#### Supplied material
..............................
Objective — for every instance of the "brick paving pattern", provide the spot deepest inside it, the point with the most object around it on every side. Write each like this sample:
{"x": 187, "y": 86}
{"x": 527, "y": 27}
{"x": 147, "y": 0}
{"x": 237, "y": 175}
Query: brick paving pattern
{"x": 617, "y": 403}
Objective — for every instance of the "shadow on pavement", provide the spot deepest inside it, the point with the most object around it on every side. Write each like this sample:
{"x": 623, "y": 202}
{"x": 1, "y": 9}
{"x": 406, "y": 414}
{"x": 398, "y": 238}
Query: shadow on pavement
..............................
#### Work order
When a line in the material above contains the word "object", copy that line out.

#### Answer below
Objective — for every instance of the "brick paving pattern", provide the spot deepest inside it, the point with the most object around it on every side. Write each like this sample:
Objective — for every instance of the "shadow on pavement", provide the spot deepest inside it, the point with the most object around it on every side. Write each like this sample:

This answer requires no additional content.